*Task instructions:*
(a) Summarize the workplace rant in two sentences.
(b) Answer these questions about the workplace rant, one per line:
(i) On what date did the former employee email the writer asking for a receptionist job?
(ii) What job does the writer say should have been suggested to her?
(iii) How long did the exchange about the hard-to-read message last before the writer asked for the excuse?

I think we all know that what she was really saying is that she wants a job back with us but wants the "better" position that pays hourly rather than the one that pays per consultation. I have my quota of fucktards in that position already. If I’m wrong about her intention, then somebody explain to me why would you ask the manager that FIRED you – to HELP you find a job with a competitors company? Doesn’t it sound like she asked me to do that – or it was her fucktard way to think I would offer her something? Go to hell Amanda and you’re little dog too. I should have suggested a job as a crash test dummy to her but I suspect she’d even fuck that up.

Fucktard Update! Since I wrote this post the moron emailed me the next day (8/11/06) and directly asked for a receptionist job. Now, I ask you… why would I offer you a better position with better pay if you couldn’t even do the lesser job decently? She again said she is "trying" to find one but doesn’t KNOW where to look! I guess she isn’t trying all THAT hard if she can’t find out where to look. It’s not even a logical comment duh duh duh.

Another Fucktard day at work

Ok, I am surrounded daily by fucktards. I try to be patient, but they always manage to fuck up my day with their fucktard ways.

Why is it so hard to follow simple rules? If you can’t work, call someone and tell them you will be out for the day. Not fucktards, they have to use a method that no one else uses and then act like you are the asswipe that did something wrong. They finally get online to contact you 2 hours after they should have been signed on and then use illegible fonts. You tell them that their message is hard to decipher because of the fonts and then they change the color only. Of course, this goes on for about 5 minutes until I just say, just tell me the excuse and I will try to figure out what the message says. After the lame excuse, she then tells me she is an elementary school teacher. God help these kids.

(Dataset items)
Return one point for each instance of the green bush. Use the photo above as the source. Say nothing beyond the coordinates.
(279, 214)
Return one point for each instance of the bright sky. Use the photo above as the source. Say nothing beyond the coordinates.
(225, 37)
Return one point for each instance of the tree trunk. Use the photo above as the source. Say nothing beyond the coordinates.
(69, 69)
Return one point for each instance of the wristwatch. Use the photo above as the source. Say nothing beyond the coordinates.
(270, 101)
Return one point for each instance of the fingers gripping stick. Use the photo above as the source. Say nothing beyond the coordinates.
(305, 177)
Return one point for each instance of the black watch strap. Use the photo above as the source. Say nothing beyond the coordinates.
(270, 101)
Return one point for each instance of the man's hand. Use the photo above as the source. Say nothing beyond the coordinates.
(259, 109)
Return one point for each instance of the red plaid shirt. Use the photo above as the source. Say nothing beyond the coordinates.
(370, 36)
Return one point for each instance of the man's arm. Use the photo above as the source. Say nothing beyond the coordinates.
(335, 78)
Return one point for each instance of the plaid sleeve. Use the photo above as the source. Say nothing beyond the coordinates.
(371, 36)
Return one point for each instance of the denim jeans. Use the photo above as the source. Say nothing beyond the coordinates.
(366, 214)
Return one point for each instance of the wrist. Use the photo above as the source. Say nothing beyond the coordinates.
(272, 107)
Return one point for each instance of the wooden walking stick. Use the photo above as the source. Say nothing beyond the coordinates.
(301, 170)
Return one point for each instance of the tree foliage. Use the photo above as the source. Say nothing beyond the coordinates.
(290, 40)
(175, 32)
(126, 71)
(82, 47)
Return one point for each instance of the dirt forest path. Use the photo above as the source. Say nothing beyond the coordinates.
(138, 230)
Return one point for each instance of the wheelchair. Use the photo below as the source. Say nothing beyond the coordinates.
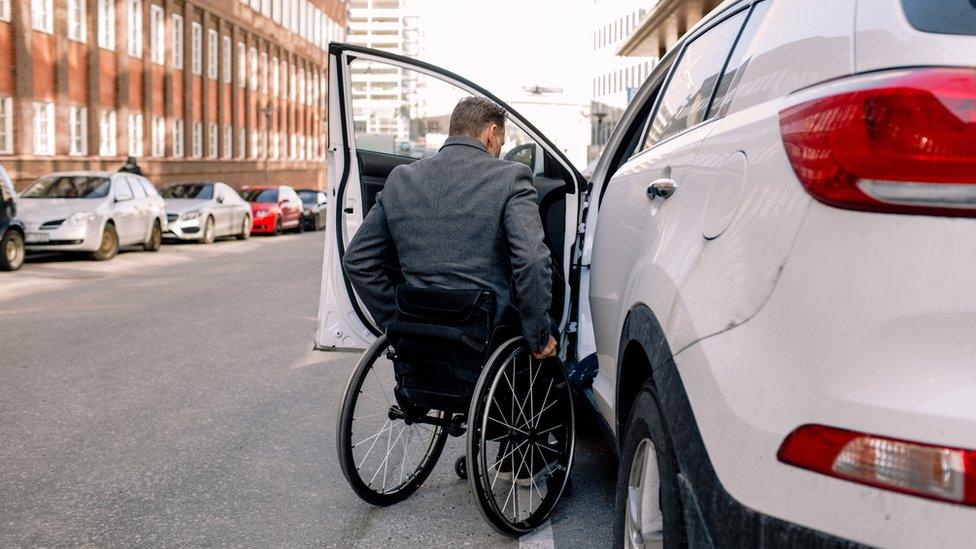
(444, 369)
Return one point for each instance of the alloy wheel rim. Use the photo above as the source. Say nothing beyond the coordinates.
(644, 520)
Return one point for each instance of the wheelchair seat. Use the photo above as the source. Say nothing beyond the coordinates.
(441, 338)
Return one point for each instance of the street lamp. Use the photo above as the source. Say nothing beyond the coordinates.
(267, 142)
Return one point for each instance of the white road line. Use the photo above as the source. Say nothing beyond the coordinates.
(541, 538)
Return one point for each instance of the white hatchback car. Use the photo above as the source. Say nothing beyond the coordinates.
(96, 212)
(768, 273)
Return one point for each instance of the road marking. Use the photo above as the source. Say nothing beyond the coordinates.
(541, 538)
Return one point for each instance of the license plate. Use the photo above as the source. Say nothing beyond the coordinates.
(37, 237)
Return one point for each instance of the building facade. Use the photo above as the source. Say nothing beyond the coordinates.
(230, 90)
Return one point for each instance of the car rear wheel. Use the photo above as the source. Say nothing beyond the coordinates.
(208, 232)
(109, 247)
(155, 238)
(648, 507)
(11, 251)
(245, 229)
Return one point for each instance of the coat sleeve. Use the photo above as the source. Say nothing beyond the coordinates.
(530, 259)
(368, 261)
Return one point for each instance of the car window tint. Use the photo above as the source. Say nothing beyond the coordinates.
(690, 87)
(737, 62)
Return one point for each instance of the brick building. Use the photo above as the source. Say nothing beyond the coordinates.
(196, 90)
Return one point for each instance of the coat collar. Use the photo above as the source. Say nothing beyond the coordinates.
(464, 140)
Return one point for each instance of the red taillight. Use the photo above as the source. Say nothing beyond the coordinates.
(935, 472)
(904, 142)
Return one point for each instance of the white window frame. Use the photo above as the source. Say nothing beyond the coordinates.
(179, 137)
(134, 27)
(213, 44)
(196, 48)
(157, 34)
(77, 130)
(107, 133)
(6, 123)
(177, 41)
(42, 15)
(77, 21)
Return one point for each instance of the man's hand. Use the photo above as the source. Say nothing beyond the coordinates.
(548, 351)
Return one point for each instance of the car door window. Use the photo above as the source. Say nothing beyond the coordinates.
(737, 62)
(686, 97)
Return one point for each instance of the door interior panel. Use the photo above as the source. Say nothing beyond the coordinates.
(375, 167)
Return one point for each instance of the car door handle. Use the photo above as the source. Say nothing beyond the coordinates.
(662, 187)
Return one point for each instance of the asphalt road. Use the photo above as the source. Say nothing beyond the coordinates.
(173, 399)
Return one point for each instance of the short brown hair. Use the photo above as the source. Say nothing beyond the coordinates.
(473, 114)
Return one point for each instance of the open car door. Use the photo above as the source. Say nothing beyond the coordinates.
(386, 110)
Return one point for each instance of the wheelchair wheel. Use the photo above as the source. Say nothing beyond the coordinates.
(384, 456)
(521, 433)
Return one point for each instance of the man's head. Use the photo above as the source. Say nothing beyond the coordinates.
(481, 119)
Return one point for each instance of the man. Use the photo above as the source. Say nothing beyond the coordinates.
(460, 219)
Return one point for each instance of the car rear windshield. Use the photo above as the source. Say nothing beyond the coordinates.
(942, 16)
(260, 195)
(201, 191)
(68, 186)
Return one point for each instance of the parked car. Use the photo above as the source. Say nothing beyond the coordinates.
(205, 211)
(313, 214)
(771, 275)
(95, 212)
(11, 230)
(274, 209)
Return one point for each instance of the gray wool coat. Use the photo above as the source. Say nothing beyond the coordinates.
(461, 219)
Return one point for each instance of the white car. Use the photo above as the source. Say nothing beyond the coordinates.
(769, 274)
(205, 211)
(96, 212)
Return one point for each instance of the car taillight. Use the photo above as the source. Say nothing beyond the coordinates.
(935, 472)
(903, 142)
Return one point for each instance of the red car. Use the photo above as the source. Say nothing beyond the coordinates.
(274, 209)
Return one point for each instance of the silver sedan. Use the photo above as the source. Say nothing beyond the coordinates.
(206, 211)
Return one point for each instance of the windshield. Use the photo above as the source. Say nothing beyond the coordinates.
(308, 197)
(200, 191)
(260, 195)
(68, 186)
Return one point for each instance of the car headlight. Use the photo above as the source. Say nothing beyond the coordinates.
(79, 218)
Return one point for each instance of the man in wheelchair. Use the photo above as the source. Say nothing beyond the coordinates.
(452, 265)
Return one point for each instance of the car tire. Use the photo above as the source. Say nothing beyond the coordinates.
(155, 238)
(208, 231)
(245, 229)
(11, 250)
(109, 245)
(648, 464)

*Expected responses:*
(a) The writer, a manager, believes that a fired former employee named Amanda asked for help finding a job with a competitor because she really wanted the better-paying hourly position. An update says she emailed on 8/11/06 asking directly for a receptionist job, and under a second heading the writer complains about a worker who got online two hours late, used illegible fonts, and then said she is an elementary school teacher.

(b)
(i) 8/11/06
(ii) A job as a crash test dummy
(iii) About 5 minutes